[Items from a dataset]
____________

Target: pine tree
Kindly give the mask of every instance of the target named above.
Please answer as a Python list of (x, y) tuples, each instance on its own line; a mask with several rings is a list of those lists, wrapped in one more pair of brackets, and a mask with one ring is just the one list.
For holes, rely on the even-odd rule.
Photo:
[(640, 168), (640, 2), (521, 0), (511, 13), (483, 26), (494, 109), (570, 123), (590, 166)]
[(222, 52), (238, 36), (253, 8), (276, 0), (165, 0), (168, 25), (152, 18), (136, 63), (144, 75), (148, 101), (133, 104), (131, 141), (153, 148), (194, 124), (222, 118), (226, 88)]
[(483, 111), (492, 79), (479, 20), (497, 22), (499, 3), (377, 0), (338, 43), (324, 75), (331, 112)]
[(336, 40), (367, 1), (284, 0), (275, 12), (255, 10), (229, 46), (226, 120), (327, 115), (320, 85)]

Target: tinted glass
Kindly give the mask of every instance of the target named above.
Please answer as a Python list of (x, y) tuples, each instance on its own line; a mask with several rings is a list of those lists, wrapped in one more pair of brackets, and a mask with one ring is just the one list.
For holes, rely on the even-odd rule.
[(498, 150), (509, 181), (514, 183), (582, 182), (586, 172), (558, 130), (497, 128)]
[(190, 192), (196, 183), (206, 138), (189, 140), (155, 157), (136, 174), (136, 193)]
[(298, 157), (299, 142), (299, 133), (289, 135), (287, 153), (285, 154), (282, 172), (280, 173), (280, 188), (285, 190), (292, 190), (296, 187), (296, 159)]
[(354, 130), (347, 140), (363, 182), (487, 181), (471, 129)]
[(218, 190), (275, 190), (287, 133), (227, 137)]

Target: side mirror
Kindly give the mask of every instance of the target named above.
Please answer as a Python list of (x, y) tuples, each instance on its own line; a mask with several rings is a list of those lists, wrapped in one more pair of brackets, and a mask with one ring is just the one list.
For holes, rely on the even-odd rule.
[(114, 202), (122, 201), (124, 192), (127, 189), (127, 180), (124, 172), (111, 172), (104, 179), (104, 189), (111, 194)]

____________

[Task details] Reproduce every one of the lines above with no changes whatsoever.

[The completed task]
Target: pine tree
Kindly give the mask of every instance of the target named above.
Please answer as a Python list of (x, y) tuples, each instance on its own line; a mask with several rings is a list of those lists, wrapped in one more pair of brackets, and a mask with one ring is just the one list.
For holes, rely on the even-odd rule.
Photo:
[(640, 168), (640, 2), (521, 0), (511, 13), (483, 26), (494, 109), (570, 123), (590, 166)]
[(222, 52), (238, 36), (253, 8), (276, 0), (165, 0), (168, 25), (152, 18), (136, 63), (144, 75), (148, 101), (133, 104), (131, 141), (153, 148), (194, 124), (222, 118), (226, 88)]
[(483, 111), (492, 79), (479, 20), (497, 22), (499, 3), (377, 0), (338, 43), (324, 75), (331, 112)]
[(336, 40), (367, 1), (284, 0), (275, 12), (255, 10), (229, 46), (226, 120), (327, 115), (320, 85)]

Target: tinted glass
Kindly give the mask of every instance of the target named above.
Please answer as a Python list of (x, y) tuples, each instance on its own line; a mask with several rings is a list of those lists, wrapped in one more pair of brackets, and a mask with one ring is just the one list.
For holes, rely on the even-odd rule.
[(498, 150), (509, 181), (514, 183), (582, 182), (586, 172), (558, 130), (497, 128)]
[(190, 192), (196, 183), (206, 138), (189, 140), (155, 157), (136, 174), (136, 193)]
[(298, 157), (299, 142), (299, 133), (289, 135), (287, 153), (285, 154), (282, 172), (280, 173), (280, 188), (285, 190), (292, 190), (296, 187), (296, 159)]
[(354, 130), (347, 140), (363, 182), (487, 181), (471, 129)]
[(218, 190), (275, 190), (287, 133), (227, 137)]

Target: side mirror
Kindly give the mask of every instance of the target named above.
Please answer as a Python list of (x, y) tuples, each instance on its own line; a mask with several rings is a list of those lists, wrapped in one more pair of brackets, and a mask with one ring is just the one list.
For holes, rely on the even-odd rule.
[(114, 202), (122, 201), (124, 192), (127, 189), (127, 180), (124, 172), (111, 172), (104, 179), (104, 189), (111, 194)]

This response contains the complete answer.